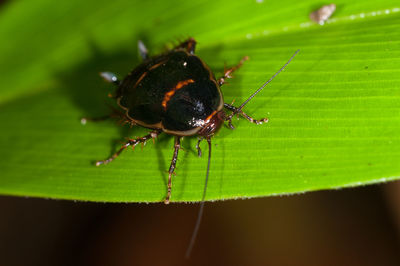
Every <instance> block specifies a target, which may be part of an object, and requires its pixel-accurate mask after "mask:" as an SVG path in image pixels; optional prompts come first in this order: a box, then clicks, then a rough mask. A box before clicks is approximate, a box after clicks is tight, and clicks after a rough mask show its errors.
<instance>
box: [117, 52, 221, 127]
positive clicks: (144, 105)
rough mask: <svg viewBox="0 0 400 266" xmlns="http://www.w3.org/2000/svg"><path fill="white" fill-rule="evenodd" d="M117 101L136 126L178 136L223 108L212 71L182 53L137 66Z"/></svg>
mask: <svg viewBox="0 0 400 266" xmlns="http://www.w3.org/2000/svg"><path fill="white" fill-rule="evenodd" d="M118 97H119V101H118V102H119V105H120V106H121V107H122V108H124V109H125V110H126V112H127V115H128V117H129V118H131V119H132V120H134V121H135V122H137V123H139V124H141V125H142V126H147V127H150V128H162V129H164V130H166V131H170V132H172V134H176V135H180V133H179V132H181V131H188V130H189V131H191V130H192V129H195V128H197V127H199V126H201V125H202V122H203V121H204V120H205V119H206V118H207V117H208V116H209V115H210V114H212V113H213V112H214V111H215V110H220V109H222V108H223V99H222V94H221V92H220V89H219V86H218V85H217V82H216V81H215V78H214V76H213V74H212V73H211V71H210V70H209V68H208V67H207V66H206V65H205V64H204V63H203V62H202V61H201V60H200V59H199V58H198V57H197V56H195V55H191V54H188V53H187V52H185V51H183V50H178V51H172V52H170V53H168V54H164V55H161V56H158V57H155V58H152V59H150V60H149V61H147V62H144V63H143V64H141V65H140V66H138V67H137V68H136V69H134V70H133V71H132V72H131V74H130V75H128V76H127V77H126V78H125V80H124V81H123V82H122V84H121V86H120V87H119V89H118ZM196 132H197V131H193V132H192V131H191V132H190V135H191V134H192V133H193V134H195V133H196ZM182 134H183V135H187V134H189V133H188V132H186V133H185V132H182Z"/></svg>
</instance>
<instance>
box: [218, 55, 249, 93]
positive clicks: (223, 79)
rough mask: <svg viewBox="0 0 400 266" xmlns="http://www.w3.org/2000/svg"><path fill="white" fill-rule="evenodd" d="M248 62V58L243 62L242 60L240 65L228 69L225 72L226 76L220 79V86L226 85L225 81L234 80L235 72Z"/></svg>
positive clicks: (219, 84)
mask: <svg viewBox="0 0 400 266" xmlns="http://www.w3.org/2000/svg"><path fill="white" fill-rule="evenodd" d="M246 60H249V57H248V56H245V57H243V58H242V60H240V62H239V64H237V65H236V66H234V67H231V68H228V69H225V70H224V76H223V77H221V78H219V79H218V83H219V85H220V86H221V85H223V84H224V83H225V79H227V78H229V79H230V78H232V76H231V74H232V73H233V72H235V71H236V70H238V69H239V68H240V67H241V66H242V65H243V63H244V61H246Z"/></svg>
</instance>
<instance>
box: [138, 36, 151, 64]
mask: <svg viewBox="0 0 400 266" xmlns="http://www.w3.org/2000/svg"><path fill="white" fill-rule="evenodd" d="M138 50H139V55H140V57H141V58H142V59H143V61H145V60H146V59H148V58H149V51H148V50H147V47H146V45H144V43H143V42H142V41H141V40H139V41H138Z"/></svg>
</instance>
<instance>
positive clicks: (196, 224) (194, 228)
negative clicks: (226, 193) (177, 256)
mask: <svg viewBox="0 0 400 266" xmlns="http://www.w3.org/2000/svg"><path fill="white" fill-rule="evenodd" d="M206 139H207V143H208V163H207V174H206V181H205V183H204V190H203V197H202V198H201V202H200V209H199V212H198V214H197V220H196V225H195V226H194V230H193V234H192V237H191V238H190V242H189V246H188V248H187V250H186V254H185V257H186V259H189V257H190V254H191V253H192V249H193V246H194V242H195V241H196V238H197V234H198V232H199V228H200V223H201V218H202V217H203V210H204V203H205V198H206V192H207V183H208V176H209V173H210V162H211V138H206Z"/></svg>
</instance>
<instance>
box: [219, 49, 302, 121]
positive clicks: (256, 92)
mask: <svg viewBox="0 0 400 266" xmlns="http://www.w3.org/2000/svg"><path fill="white" fill-rule="evenodd" d="M299 51H300V49H298V50H297V51H296V52H295V53H294V54H293V55H292V57H290V59H289V60H288V61H287V62H286V64H284V65H283V67H281V69H279V70H278V72H276V73H275V74H274V75H273V76H272V77H271V78H270V79H269V80H268V81H267V82H265V83H264V84H263V85H262V86H261V87H260V88H259V89H258V90H256V91H255V92H254V93H253V94H252V95H250V97H249V98H247V100H246V101H244V102H243V103H242V104H241V105H240V106H239V107H238V108H237V109H236V110H235V111H234V112H232V113H231V114H230V115H229V116H228V117H227V119H226V120H227V121H230V120H231V119H232V117H233V116H234V115H236V114H238V113H240V111H241V110H242V108H243V107H244V106H245V105H246V104H247V103H248V102H249V101H250V100H251V99H253V98H254V96H256V95H257V94H258V93H259V92H260V91H262V89H264V88H265V86H267V85H268V83H270V82H271V81H272V80H273V79H274V78H275V77H276V76H277V75H278V74H279V73H281V72H282V70H284V69H285V68H286V66H287V65H288V64H289V63H290V62H291V61H292V60H293V58H294V57H295V56H296V55H297V53H298V52H299Z"/></svg>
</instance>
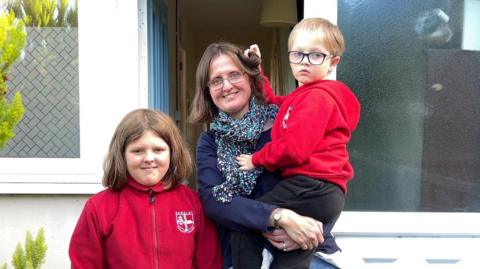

To do =>
Print the records above verbatim, pictures excluded.

Task answer =>
Every <instance> block specifies a target, which may be part of an object, and requires its pixel-accurate mask after "mask:" as an SVG path in image pixels; optional prompts come first in this order: a box, then clicks, then a rough mask. A box before clicks is approximate, a box after clicks is tight, and clicks after a rough mask show its errors.
<instance>
box: [117, 52, 221, 127]
positive clicks: (144, 105)
rough mask: <svg viewBox="0 0 400 266" xmlns="http://www.w3.org/2000/svg"><path fill="white" fill-rule="evenodd" d="M117 101L136 126L178 136L223 108L212 71L182 53L137 66Z"/></svg>
mask: <svg viewBox="0 0 400 266" xmlns="http://www.w3.org/2000/svg"><path fill="white" fill-rule="evenodd" d="M118 97H119V101H118V102H119V105H120V106H121V107H122V108H124V109H125V110H126V112H127V115H128V117H129V118H131V119H132V120H134V121H135V122H137V123H139V124H141V125H142V126H147V127H150V128H162V129H164V130H166V131H170V132H172V134H176V135H180V133H179V132H181V131H188V130H189V131H191V130H192V129H195V128H197V127H199V126H201V125H202V122H203V121H204V120H205V119H206V118H207V117H208V116H209V115H210V114H212V113H213V112H214V111H215V110H220V109H222V108H223V99H222V94H221V92H220V89H219V86H218V85H217V82H216V81H215V78H214V76H213V74H212V73H211V71H210V70H209V68H208V67H207V66H206V65H205V64H204V63H203V62H202V61H201V60H200V59H199V58H198V57H197V56H195V55H191V54H188V53H187V52H185V51H183V50H178V51H172V52H170V53H168V54H164V55H161V56H158V57H155V58H152V59H150V60H149V61H147V62H144V63H143V64H141V65H140V66H138V67H137V68H136V69H134V70H133V71H132V72H131V74H130V75H128V76H127V77H126V78H125V80H124V81H123V82H122V84H121V86H120V87H119V89H118ZM196 132H197V131H193V132H192V131H191V132H190V135H191V134H192V133H193V134H195V133H196ZM182 134H183V135H187V134H189V133H188V132H186V133H185V132H182Z"/></svg>
</instance>
<instance>
box: [218, 55, 249, 93]
positive clicks: (223, 79)
rough mask: <svg viewBox="0 0 400 266" xmlns="http://www.w3.org/2000/svg"><path fill="white" fill-rule="evenodd" d="M248 62V58L243 62L242 60L240 65L228 69L225 72L226 76L220 79V86L226 85L225 81L234 80L235 72Z"/></svg>
positive clicks: (219, 84)
mask: <svg viewBox="0 0 400 266" xmlns="http://www.w3.org/2000/svg"><path fill="white" fill-rule="evenodd" d="M246 60H249V57H248V56H245V57H243V58H242V60H240V62H239V64H237V65H236V66H234V67H231V68H228V69H225V70H224V76H223V77H221V78H219V79H218V83H219V85H220V86H221V85H223V84H224V83H225V79H227V78H229V79H230V78H232V76H231V74H232V73H233V72H235V71H236V70H238V69H239V68H240V67H241V66H242V65H243V63H244V61H246Z"/></svg>
</instance>
<instance>
box: [138, 36, 151, 64]
mask: <svg viewBox="0 0 400 266" xmlns="http://www.w3.org/2000/svg"><path fill="white" fill-rule="evenodd" d="M138 50H139V55H140V57H141V58H142V59H143V61H145V60H146V59H148V58H149V51H148V50H147V47H146V45H144V43H143V42H142V41H141V40H139V41H138Z"/></svg>
</instance>
<instance>
positive clicks: (196, 224) (194, 228)
negative clicks: (226, 193) (177, 256)
mask: <svg viewBox="0 0 400 266" xmlns="http://www.w3.org/2000/svg"><path fill="white" fill-rule="evenodd" d="M206 139H207V143H208V163H207V174H206V181H205V183H204V190H203V197H202V198H201V202H200V209H199V212H198V214H197V220H196V225H195V226H194V230H193V234H192V237H191V238H190V242H189V246H188V248H187V250H186V254H185V257H186V259H189V257H190V254H191V253H192V249H193V246H194V242H195V241H196V238H197V234H198V232H199V228H200V223H201V218H202V217H203V210H204V203H205V198H206V192H207V183H208V176H209V173H210V162H211V138H206Z"/></svg>
</instance>
<instance>
box: [219, 49, 302, 121]
positive clicks: (256, 92)
mask: <svg viewBox="0 0 400 266" xmlns="http://www.w3.org/2000/svg"><path fill="white" fill-rule="evenodd" d="M299 51H300V49H298V50H297V51H296V52H295V53H294V54H293V55H292V57H290V59H289V60H288V61H287V62H286V64H284V65H283V67H281V69H279V70H278V72H276V73H275V74H274V75H273V76H272V77H271V78H270V79H269V80H268V81H267V82H265V83H264V84H263V85H262V86H261V87H260V88H259V89H258V90H256V91H255V92H254V93H253V94H252V95H250V97H249V98H247V100H246V101H244V102H243V103H242V104H241V105H240V106H239V107H238V108H237V109H236V110H235V111H234V112H232V113H231V114H230V115H229V116H228V117H227V119H226V120H227V121H230V120H231V119H232V117H233V116H234V115H236V114H238V113H240V111H241V110H242V108H243V107H244V106H245V105H246V104H247V103H248V102H249V101H250V100H251V99H253V98H254V96H256V95H257V94H258V93H259V92H260V91H262V89H264V88H265V86H267V85H268V83H270V82H271V81H272V80H273V79H274V78H275V77H276V76H277V75H278V74H279V73H281V72H282V70H284V69H285V68H286V66H287V65H288V64H289V63H290V62H291V61H292V60H293V58H294V57H295V56H296V55H297V53H298V52H299Z"/></svg>
</instance>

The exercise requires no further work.